Task directions
Please convert all the rows below into a Markdown table with the columns Number and Line, numbering each line and leaving out blank lines. Leave the pictures out of the answer.

Records for this exercise
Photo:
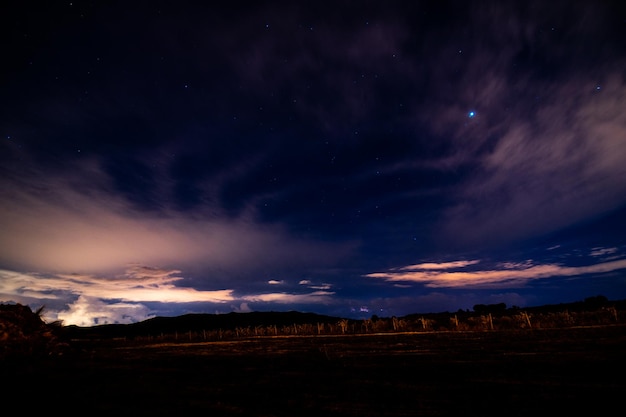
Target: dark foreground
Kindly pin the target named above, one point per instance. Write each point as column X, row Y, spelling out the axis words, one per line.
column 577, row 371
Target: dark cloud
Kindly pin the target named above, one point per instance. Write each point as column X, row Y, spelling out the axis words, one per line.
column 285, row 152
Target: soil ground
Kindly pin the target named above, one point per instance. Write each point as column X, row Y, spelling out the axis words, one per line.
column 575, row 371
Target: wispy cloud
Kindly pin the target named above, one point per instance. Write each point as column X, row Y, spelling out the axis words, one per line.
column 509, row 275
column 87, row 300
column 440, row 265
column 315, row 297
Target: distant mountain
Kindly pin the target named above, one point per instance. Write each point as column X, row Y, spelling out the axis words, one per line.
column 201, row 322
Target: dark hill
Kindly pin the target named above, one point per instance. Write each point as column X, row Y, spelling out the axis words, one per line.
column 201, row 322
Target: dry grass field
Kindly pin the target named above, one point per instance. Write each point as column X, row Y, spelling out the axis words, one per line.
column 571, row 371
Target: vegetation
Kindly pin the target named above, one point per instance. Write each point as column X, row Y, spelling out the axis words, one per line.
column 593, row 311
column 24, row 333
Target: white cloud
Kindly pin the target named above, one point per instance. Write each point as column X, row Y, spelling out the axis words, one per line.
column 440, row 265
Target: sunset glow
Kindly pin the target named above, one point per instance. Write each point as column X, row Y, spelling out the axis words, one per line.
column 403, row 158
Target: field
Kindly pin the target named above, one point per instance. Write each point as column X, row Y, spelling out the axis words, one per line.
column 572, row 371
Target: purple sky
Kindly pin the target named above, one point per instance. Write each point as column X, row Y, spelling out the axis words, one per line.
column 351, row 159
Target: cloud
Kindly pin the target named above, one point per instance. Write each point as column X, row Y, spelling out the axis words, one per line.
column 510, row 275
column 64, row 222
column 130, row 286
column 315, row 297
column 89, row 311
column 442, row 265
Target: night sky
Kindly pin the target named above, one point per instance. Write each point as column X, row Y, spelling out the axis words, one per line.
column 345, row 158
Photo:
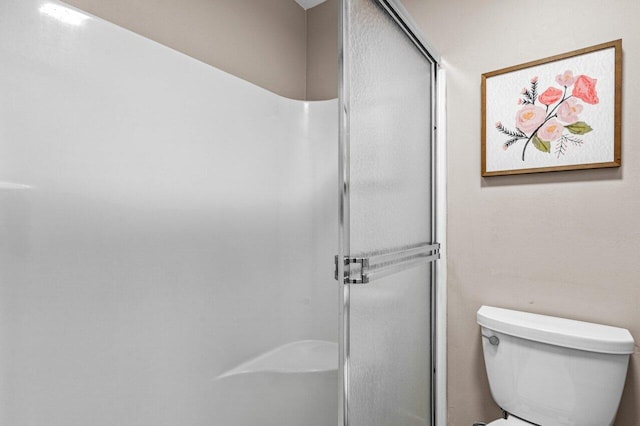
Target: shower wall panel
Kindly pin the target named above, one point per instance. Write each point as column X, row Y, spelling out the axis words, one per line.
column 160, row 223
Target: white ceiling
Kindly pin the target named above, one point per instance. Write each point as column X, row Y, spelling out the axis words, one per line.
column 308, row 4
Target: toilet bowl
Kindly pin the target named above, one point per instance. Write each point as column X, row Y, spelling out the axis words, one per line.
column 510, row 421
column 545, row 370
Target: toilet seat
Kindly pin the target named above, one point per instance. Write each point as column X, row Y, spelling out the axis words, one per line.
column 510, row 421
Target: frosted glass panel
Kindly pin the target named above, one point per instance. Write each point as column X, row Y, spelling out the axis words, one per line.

Complete answer
| Number | Line |
|---|---|
| 1 | Photo: |
| 2 | Target: dark foreground |
| 3 | Kindly pin the target named above, one point per instance. Write each point as column X, row Y, spelling out the axis words, one per line. |
| 4 | column 577, row 371 |
| 5 | Target: dark cloud |
| 6 | Kindly pin the target named above, one point per instance. Write each point as column X, row Y, spelling out the axis words, one per line. |
| 7 | column 285, row 152 |
| 8 | Target: soil ground |
| 9 | Kindly pin the target named above, one point per instance. Write each point as column X, row Y, spelling out the axis words, one per line. |
| 10 | column 575, row 371 |
| 11 | Target: wispy cloud |
| 12 | Kindly pin the target named above, one point per instance. Write each point as column X, row Y, spelling out the axis words, one per line. |
| 13 | column 509, row 275 |
| 14 | column 87, row 300 |
| 15 | column 440, row 265 |
| 16 | column 315, row 297 |
| 17 | Target: distant mountain |
| 18 | Kindly pin the target named above, one point per instance. Write each point as column X, row Y, spelling out the axis words, one per line. |
| 19 | column 201, row 322 |
| 20 | Target: dark hill |
| 21 | Kindly pin the target named above, one point per instance. Write each point as column X, row Y, spelling out the axis words, one per line. |
| 22 | column 201, row 322 |
| 23 | Target: dry grass field |
| 24 | Kindly pin the target named above, one point per instance. Write each point as column X, row Y, spelling out the axis words, one per line. |
| 25 | column 571, row 371 |
| 26 | Target: vegetation |
| 27 | Kindly pin the target named above, one point per instance. Write each point as column X, row Y, spelling out the axis words, one per line. |
| 28 | column 593, row 311 |
| 29 | column 24, row 333 |
| 30 | Target: white cloud |
| 31 | Kindly pin the target named above, one point per instance. Write each point as column X, row Y, spelling out the axis words, one per line. |
| 32 | column 440, row 265 |
| 33 | Target: sunset glow |
| 34 | Kindly pin the target named above, one point per instance. Write each point as column X, row Y, spelling out the axis words, one per line. |
| 35 | column 403, row 158 |
| 36 | Target: field |
| 37 | Kindly pin the target named above, one point per instance. Write each point as column X, row Y, spelling out the axis words, one per line. |
| 38 | column 572, row 371 |
| 39 | Target: purple sky |
| 40 | Kindly pin the target named above, one point per instance. Write each point as column X, row Y, spelling out the axis words, one per line. |
| 41 | column 351, row 159 |
| 42 | Target: cloud |
| 43 | Kindly pin the target named above, one point per instance. Write each point as column X, row Y, spelling out the axis words, one per line. |
| 44 | column 510, row 275 |
| 45 | column 64, row 222 |
| 46 | column 130, row 286 |
| 47 | column 315, row 297 |
| 48 | column 89, row 311 |
| 49 | column 442, row 265 |
| 50 | Target: night sky |
| 51 | Kindly pin the target named above, one point per instance. Write each point as column X, row Y, spelling out the axis words, one per line. |
| 52 | column 345, row 158 |
| 53 | Photo: |
| 54 | Target: shower wall panel |
| 55 | Kindly pin the target named above, one point per instance. Write each point as column X, row Y, spelling out the axis words, one per line. |
| 56 | column 160, row 223 |
| 57 | Target: white ceiling |
| 58 | Kindly pin the target named above, one point per instance. Write each point as column X, row Y, spelling out the axis words, one per line. |
| 59 | column 308, row 4 |
| 60 | Target: toilet bowl |
| 61 | Kindly pin the target named above, one point per instance. Write each point as column X, row Y, spelling out the axis words, one per line. |
| 62 | column 510, row 421 |
| 63 | column 545, row 370 |
| 64 | Target: toilet seat |
| 65 | Kindly pin the target named above, one point per instance. Write each point as column X, row Y, spelling out the axis words, one per line. |
| 66 | column 510, row 421 |
| 67 | Target: frosted glass panel |
| 68 | Kindly pin the target named above, one point per instance. Write each point as column X, row Y, spelling out the axis words, one per line. |